**REQUEST:**
Copy everything from the start of the rows down to the line containing "column 545, row 302", renaming "bicycle" to "bike" wherever it occurs and leaving all else as it stands.
════
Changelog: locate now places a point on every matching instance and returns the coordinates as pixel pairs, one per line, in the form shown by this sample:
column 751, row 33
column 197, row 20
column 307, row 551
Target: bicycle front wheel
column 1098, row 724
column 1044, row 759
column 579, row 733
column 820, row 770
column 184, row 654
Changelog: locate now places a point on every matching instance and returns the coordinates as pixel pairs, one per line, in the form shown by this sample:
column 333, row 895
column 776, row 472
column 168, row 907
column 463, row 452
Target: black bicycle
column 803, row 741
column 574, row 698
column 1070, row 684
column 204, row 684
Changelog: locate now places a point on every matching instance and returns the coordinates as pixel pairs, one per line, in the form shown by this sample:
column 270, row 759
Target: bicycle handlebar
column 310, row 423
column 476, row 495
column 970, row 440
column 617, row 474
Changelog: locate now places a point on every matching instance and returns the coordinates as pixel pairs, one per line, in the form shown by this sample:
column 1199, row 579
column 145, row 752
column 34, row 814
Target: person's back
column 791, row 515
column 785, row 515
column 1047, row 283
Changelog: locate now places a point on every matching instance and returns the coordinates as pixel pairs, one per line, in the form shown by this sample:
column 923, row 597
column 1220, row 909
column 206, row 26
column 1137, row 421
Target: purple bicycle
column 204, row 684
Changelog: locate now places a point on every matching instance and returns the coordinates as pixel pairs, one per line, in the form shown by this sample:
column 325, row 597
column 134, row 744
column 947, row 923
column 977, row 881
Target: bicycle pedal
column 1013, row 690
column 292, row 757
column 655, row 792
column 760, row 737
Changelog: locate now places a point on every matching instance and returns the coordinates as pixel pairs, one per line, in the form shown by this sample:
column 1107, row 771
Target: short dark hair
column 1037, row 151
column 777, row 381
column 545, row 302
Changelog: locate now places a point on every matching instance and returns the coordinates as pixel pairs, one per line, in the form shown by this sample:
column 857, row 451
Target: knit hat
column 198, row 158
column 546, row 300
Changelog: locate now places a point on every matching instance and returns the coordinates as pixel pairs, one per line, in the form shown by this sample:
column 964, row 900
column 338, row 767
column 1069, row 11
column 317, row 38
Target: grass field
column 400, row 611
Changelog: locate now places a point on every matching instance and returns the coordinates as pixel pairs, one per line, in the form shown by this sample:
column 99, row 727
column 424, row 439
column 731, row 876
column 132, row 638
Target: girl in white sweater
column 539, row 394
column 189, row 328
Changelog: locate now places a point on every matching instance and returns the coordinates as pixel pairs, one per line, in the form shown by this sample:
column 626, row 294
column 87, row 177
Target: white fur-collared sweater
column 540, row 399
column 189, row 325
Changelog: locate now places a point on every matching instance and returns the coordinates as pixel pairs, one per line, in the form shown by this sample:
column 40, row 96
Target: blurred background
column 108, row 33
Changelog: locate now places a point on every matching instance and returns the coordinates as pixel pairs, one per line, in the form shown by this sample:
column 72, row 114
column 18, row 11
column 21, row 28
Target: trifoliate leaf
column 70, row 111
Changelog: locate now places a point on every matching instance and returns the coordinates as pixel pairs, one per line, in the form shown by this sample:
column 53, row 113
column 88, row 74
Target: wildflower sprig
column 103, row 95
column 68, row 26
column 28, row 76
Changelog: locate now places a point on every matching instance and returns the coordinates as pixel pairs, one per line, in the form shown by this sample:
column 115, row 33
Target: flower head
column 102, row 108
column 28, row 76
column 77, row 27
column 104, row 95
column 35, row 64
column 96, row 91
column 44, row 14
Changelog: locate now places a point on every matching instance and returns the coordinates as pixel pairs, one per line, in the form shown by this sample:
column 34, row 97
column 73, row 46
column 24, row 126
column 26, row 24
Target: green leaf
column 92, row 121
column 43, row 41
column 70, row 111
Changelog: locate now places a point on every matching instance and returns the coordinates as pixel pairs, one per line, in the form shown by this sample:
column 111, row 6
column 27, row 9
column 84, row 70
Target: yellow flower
════
**THE SOLUTION:**
Changelog: locate now places a point on every matching instance and returns the coordinates as pixel pairs, one per line, in the form shown by this sample:
column 751, row 33
column 197, row 20
column 307, row 551
Target: bike front wheel
column 1098, row 724
column 1044, row 759
column 579, row 733
column 820, row 770
column 184, row 654
Changelog: locate now places a point on every matching instance and returns the coordinates as pixel pairs, one per line, in the form shown by this sample:
column 333, row 895
column 776, row 472
column 168, row 907
column 463, row 452
Target: black bike
column 803, row 741
column 574, row 698
column 1070, row 684
column 204, row 684
Changelog: locate now places a point on every matching instance and returns the coordinates as pixel pairs, one per line, in the form shown by this sample:
column 270, row 759
Target: bike handlebar
column 310, row 423
column 476, row 495
column 970, row 440
column 617, row 474
Changelog: locate now places a point on every matching instance and returns the coordinates as pixel pairs, one per line, in the form shown by this sample:
column 1199, row 579
column 145, row 752
column 34, row 814
Target: person's back
column 791, row 515
column 785, row 515
column 1047, row 283
Changelog: locate now places a point on every matching instance and returns the coordinates as pixel pairs, one per line, in the form shown by this sample:
column 923, row 597
column 1220, row 909
column 206, row 26
column 1137, row 421
Target: purple bike
column 204, row 684
Changelog: locate now places a point on every matching instance and returns the coordinates as pixel pairs, one per line, in the form shown by this sample:
column 325, row 597
column 134, row 744
column 947, row 923
column 977, row 881
Target: bike pedal
column 1013, row 690
column 292, row 757
column 655, row 792
column 760, row 737
Changelog: locate now places a point on every matching instance and returns the coordinates as pixel pairs, one per line, in the form shown by this sample:
column 1107, row 771
Target: short dark hair
column 1037, row 151
column 777, row 381
column 545, row 302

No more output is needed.